* EXERCICES:
(a) Recopiez à l'identique le passage de l'article sur les élections départementales qui commence par « Révolte électorale droitière » et se poursuit jusqu'à « est en échec. ».
(b) D'après l'article sur les élections départementales, quel a été le taux de participation ?
(c) Prolongez l'article sur les élections départementales en partant de sa dernière phrase.

* TEXTE FOURNI:
::::

Départementales : la France vire à droite
par Laurent Herblay
lundi 23 mars 2015
Les résultats sont d’une clarté limpide : dans la droite ligne des élections européennes, le PS et ses alliés reculent fortement, au coude à coude avec le FN, qui progresse fortement. L’UMP sera en position de force pour le second tour dans une semaine. La crise pousse la France à droite.
Révolte électorale droitière
Les résultats ne laissent pas l’ombre d’une ambiguité. Même s’il est vrai que la participation est faible (51%), le total des voix de droite et d’extrême-droite dépasse 60%, ne laissant qu’environ 35% pour la majorité, la gauche radicale et l’extrême-gauche. En partant du principe que le PS fasse partie de la gauche (ce qui pourrait être questionné), cela signifie que la gauche au sens large a réuni près de deux fois moins de voix que la droite au sens large. Un résultat sans doute d’autant plus parlant que le PS, qui a réuni plus de la moitié des voix « de gauche », tient un discours et mène aujourd’hui la politique économique de la droite la plus bête, pour Paul Krugman. Le Front de Gauche est en échec.

::::

* EXTRAIT DE DONNÉES:

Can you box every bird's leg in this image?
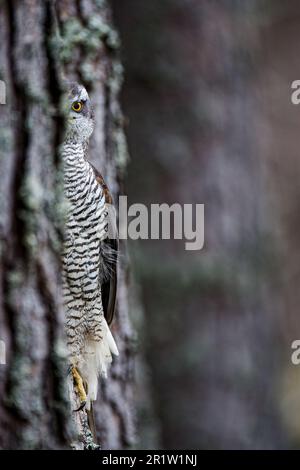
[71,366,87,411]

::::

* RÉPONSES PAR EXERCICE:
(a)
Révolte électorale droitière
Les résultats ne laissent pas l’ombre d’une ambiguité. Même s’il est vrai que la participation est faible (51%), le total des voix de droite et d’extrême-droite dépasse 60%, ne laissant qu’environ 35% pour la majorité, la gauche radicale et l’extrême-gauche. En partant du principe que le PS fasse partie de la gauche (ce qui pourrait être questionné), cela signifie que la gauche au sens large a réuni près de deux fois moins de voix que la droite au sens large. Un résultat sans doute d’autant plus parlant que le PS, qui a réuni plus de la moitié des voix « de gauche », tient un discours et mène aujourd’hui la politique économique de la droite la plus bête, pour Paul Krugman. Le Front de Gauche est en échec.

(b) La participation a été de 51 %.

(c)
Ce faisant, la France se distingue dans le paysage politique européen, où une force de gauche subsiste en général, que ce soit un de ces partis qui n’ont plus de sociaux que leur nom (SPD à Berlin, Parti Démocrate à Rome, Travaillistes à Londres), ou une nouvelle force, qui se dit plus radicale (Syriza à Athènes, Podemos à Madrid). L’effondrement actuel du PS ne profite nullement au Front de Gauche de Jean-Luc Mélenchon, contrairement à ce qui se passe ailleurs. Et si finalement, la stratégie droitière de François Hollande était une impasse pour sa majorité et ne menait qu’au désastre électoral, comme lors des élections européennes et de ses élections cantonales ? Les résultats sont quand même sévères.
Quel sens donner à ce résultat ?
Au premier abord, on pourrait interpréter ce résultat comme la conséquence d’un mouvement structurel des électeurs, qui rejetteraient à la fois un Etat qui serait perçu comme trop interventionniste, mais aussi auraient une vision plus conservatrice et identitaire de la société, voulant stopper les dérives communautaristes et islamistes et réduire drastiquement les flux migratoires. Et si les vents néolibéraux dominants des médias et d’une grande partie de la classe politique finissaient par avoir une influence sur les citoyens ? Et ce, d’autant plus que les conséquences néfastes du néolibéralisme peuvent pousser la population dans ses bras, ainsi que l’a bien montré Jacques Généreux dans « La dissociété ».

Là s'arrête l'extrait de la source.